● **Brief**:
Output the data below line for line, exactly, up to and including the line where "Target: man in dark coat" appears.

(Excerpts from a dataset)
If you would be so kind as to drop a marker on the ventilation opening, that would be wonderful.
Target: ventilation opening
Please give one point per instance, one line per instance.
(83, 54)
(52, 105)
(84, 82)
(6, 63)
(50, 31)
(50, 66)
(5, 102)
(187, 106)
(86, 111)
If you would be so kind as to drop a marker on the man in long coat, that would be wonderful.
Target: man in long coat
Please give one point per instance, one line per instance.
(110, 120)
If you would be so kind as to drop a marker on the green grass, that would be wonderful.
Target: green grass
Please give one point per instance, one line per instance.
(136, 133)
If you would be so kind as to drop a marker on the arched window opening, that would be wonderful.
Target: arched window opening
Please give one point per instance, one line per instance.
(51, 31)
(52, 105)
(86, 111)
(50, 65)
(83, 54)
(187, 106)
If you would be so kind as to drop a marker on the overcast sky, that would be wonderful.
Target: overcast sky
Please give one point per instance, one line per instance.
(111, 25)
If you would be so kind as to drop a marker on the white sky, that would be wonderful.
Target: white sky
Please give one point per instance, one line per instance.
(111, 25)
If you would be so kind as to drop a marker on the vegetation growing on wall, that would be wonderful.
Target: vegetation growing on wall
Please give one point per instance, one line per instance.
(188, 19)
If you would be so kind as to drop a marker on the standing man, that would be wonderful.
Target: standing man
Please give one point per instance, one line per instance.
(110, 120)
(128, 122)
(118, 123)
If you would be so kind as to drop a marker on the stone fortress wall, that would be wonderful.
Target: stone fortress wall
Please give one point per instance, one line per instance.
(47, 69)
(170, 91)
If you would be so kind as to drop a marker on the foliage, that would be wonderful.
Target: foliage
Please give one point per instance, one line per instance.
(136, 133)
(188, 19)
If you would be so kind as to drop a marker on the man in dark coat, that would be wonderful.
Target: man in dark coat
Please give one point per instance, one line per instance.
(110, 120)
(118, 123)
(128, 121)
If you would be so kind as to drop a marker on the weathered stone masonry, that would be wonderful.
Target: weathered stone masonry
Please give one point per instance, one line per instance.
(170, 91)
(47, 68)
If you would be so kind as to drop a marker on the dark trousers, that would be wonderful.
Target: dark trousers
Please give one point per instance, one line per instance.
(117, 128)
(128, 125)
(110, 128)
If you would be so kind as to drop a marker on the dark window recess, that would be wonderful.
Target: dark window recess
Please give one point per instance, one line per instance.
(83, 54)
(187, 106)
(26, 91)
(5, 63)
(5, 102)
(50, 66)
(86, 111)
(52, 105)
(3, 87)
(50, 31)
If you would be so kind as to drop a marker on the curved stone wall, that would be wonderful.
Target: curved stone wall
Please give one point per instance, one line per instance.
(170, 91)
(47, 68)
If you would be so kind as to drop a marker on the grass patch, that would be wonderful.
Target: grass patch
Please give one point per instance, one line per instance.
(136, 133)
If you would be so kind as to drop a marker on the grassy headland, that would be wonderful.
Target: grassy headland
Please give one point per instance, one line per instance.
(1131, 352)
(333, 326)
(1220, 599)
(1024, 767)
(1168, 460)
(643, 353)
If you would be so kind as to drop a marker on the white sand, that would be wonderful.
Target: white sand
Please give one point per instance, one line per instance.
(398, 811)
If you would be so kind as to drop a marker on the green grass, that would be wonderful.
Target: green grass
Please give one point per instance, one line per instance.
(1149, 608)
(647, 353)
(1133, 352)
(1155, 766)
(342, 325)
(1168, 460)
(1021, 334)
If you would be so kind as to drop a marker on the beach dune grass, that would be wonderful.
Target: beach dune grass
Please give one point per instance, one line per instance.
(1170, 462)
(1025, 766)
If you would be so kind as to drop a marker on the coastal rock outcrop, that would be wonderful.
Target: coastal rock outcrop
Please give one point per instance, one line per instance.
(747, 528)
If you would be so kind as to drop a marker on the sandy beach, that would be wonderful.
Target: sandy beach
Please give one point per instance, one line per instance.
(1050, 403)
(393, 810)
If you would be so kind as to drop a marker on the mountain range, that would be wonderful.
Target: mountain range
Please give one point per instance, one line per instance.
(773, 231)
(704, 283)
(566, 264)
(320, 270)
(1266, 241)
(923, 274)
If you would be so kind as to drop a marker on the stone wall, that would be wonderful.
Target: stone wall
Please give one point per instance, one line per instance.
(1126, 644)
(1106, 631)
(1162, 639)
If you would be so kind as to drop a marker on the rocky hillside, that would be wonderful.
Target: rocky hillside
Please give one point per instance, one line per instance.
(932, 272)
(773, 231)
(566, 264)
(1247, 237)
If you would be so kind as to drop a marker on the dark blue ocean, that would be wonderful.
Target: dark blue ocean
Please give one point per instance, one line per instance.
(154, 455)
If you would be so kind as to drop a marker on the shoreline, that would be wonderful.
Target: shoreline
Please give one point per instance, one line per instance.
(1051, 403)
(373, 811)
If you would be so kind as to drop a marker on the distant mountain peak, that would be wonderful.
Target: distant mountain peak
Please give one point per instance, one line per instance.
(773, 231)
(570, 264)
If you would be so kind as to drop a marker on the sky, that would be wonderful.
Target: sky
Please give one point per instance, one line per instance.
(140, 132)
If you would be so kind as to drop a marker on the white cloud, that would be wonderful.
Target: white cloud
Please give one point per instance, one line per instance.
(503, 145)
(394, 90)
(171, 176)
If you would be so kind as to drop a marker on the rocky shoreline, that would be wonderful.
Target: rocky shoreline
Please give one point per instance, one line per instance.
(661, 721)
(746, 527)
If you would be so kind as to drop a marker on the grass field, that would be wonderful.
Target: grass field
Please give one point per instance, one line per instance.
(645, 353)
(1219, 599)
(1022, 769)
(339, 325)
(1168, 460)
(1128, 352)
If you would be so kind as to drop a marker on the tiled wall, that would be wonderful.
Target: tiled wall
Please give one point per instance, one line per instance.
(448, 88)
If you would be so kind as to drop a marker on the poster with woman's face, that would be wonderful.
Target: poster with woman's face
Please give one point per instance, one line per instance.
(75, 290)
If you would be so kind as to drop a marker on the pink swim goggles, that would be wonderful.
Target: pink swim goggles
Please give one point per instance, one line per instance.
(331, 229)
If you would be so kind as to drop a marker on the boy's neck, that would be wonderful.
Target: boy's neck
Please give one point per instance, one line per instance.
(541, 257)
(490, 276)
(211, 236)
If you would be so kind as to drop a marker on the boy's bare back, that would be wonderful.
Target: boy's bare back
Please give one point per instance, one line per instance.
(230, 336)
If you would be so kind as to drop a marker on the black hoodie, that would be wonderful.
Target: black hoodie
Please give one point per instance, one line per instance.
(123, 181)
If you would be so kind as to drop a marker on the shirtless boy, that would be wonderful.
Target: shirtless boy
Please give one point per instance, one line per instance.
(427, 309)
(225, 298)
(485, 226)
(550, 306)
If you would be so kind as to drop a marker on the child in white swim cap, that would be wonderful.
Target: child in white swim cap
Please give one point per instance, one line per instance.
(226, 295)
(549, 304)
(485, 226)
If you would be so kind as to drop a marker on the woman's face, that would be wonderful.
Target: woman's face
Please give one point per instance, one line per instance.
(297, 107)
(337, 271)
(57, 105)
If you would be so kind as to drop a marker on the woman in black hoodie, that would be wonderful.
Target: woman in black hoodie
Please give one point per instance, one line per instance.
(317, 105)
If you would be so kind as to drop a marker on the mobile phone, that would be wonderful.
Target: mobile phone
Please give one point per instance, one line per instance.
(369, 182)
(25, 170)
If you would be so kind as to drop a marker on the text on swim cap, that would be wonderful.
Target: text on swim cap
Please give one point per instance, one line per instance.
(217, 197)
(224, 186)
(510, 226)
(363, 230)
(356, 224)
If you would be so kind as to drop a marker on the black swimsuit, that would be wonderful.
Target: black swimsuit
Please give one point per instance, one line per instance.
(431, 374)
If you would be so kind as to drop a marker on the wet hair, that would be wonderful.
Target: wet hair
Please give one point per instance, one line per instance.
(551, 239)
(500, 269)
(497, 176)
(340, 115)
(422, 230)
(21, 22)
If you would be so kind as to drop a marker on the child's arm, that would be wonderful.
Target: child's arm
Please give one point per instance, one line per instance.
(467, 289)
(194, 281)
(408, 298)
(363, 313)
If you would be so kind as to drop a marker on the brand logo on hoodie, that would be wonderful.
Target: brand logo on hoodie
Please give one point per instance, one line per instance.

● **Answer section**:
If you would be so kind as to drop a marker on the ventilation opening, that would be wonderful.
Target: ventilation opening
Please give one point per instance, one line per instance.
(83, 54)
(52, 105)
(84, 82)
(6, 63)
(50, 31)
(50, 66)
(5, 102)
(187, 106)
(86, 111)
If you would be so kind as to drop a marker on the man in long coat, that would be wonderful.
Target: man in long coat
Please give one point per instance, one line per instance.
(110, 120)
If you would be so kind as to drop a marker on the green grass, that would be wonderful.
Target: green grass
Please give one point per instance, one line per instance.
(136, 133)
If you would be so kind as to drop a marker on the arched window opening, that would be wonderful.
Target: arched window opening
Please give one point per instance, one line per instance.
(51, 31)
(52, 105)
(86, 111)
(50, 65)
(83, 54)
(187, 106)
If you would be so kind as to drop a marker on the overcast sky, that would be wonderful.
Target: overcast sky
Please give one point per instance, one line per instance.
(111, 25)
If you would be so kind as to drop a marker on the white sky, that would be wonderful.
Target: white sky
Please give one point per instance, one line per instance.
(111, 25)
If you would be so kind as to drop a marker on the vegetation growing on wall, that would be wonderful.
Target: vegetation growing on wall
Please give one point per instance, one line per instance.
(188, 19)
If you would be so kind as to drop a marker on the standing man, that would be wonderful.
Target: standing man
Please give one point per instance, one line per instance.
(110, 120)
(128, 122)
(118, 123)
If you would be so kind as to drop a marker on the stone fortress wall, that would be wonderful.
Target: stone fortress wall
Please give one point per instance, one line per instance.
(47, 69)
(170, 91)
If you would be so kind as to drop a marker on the foliage, that would be wonderful.
Target: foliage
Please give one point per instance, one line per instance.
(136, 133)
(188, 19)
If you would be so kind as to drop a marker on the man in dark coat, that would be wonderful.
Target: man in dark coat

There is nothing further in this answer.